Penciptaan karya fiksi dengan latar belakang historis ini seolah-olah sebuah kisah nyata, hal ini didukung oleh banyaknya tetua di Nagari Kamang yang percaya bahwa cerita Haji Ahmad Marzuki persis dengan kejadian Perang Kamang tahun 1908. Sayangnya, catatan-catatan sejarah tentang Perang Kamang ini sangat sedikit sekali. Smuber-sumber lain ditulis hanya setelah beberapa waktu setelah peristiwa itu. Catatan lain tentang Perang Kamang sangat sedikit sekali, tentunya hal ini disebabkan oleh belum berkembangnya tradisi tulis di kalangan rakyat Minangkabau waktu itu, sehingga hal-hal penting dalam sejarah kehidupan mereka banyak yang terlewatkan dan diwariskan secara lisan.
- - -
(Tindakan yang Diperlukan):
1. Menurut teks tentang Perang Kamang, siapa yang percaya bahwa cerita Haji Ahmad Marzuki persis dengan kejadian Perang Kamang tahun 1908?
2. Mohon tuliskan lanjutan teks tentang Perang Kamang, dimulai setelah kalimat terakhirnya.
Baris-baris data ini diambil dari sumber yang berbeda.

Data pelabelan lokasi
- - -
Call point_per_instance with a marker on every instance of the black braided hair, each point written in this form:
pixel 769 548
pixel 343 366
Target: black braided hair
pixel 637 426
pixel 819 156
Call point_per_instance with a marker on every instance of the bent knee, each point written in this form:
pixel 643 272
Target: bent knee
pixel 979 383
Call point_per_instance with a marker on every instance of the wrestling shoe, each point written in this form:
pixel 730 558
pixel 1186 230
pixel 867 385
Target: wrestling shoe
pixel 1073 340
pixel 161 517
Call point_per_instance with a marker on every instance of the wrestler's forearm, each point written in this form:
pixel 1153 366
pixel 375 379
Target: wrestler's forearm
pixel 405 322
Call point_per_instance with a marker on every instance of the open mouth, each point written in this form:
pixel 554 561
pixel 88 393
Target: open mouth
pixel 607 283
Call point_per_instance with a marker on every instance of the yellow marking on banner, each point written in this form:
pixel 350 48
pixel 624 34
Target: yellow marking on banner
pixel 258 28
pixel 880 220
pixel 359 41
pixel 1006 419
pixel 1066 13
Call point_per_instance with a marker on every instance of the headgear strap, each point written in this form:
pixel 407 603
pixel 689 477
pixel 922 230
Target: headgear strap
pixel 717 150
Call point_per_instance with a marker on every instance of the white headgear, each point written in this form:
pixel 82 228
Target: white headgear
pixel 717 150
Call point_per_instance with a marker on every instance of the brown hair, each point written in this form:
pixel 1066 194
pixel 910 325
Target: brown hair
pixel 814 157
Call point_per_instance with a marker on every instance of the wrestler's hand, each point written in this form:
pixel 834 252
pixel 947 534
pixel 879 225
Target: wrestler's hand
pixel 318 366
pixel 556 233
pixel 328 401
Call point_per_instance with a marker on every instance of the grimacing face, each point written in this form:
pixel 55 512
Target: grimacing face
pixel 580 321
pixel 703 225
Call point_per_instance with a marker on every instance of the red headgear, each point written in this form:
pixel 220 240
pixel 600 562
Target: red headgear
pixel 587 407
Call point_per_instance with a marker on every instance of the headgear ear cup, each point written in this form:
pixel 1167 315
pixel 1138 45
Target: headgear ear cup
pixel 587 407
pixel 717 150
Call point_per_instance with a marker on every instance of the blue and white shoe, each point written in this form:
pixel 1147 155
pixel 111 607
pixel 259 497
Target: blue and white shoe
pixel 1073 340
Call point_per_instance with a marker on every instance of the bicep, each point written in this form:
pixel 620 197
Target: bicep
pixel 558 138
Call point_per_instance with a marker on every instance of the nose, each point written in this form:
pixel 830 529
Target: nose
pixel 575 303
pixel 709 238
- - -
(Jawaban):
1. Banyak tetua di Nagari Kamang.

2.
Penulisan kembali sejarah yang sangat penting dalam peta perjuangan rakyat Indonesia, sepertinya bukanlah hal yang terlalu basi untuk dilakukan. Hal ini pun berlaku umum untuk sejarah Perang Kamang. Walaupun beberapa catatan sejarah sudah pernah dihadirkan dalam bentuk makalah, tulisan lepas, ataupun dalam sebuah bagian buku, akan tetapi penulisan dalam perspektif lain tetap saja harus dilakukan.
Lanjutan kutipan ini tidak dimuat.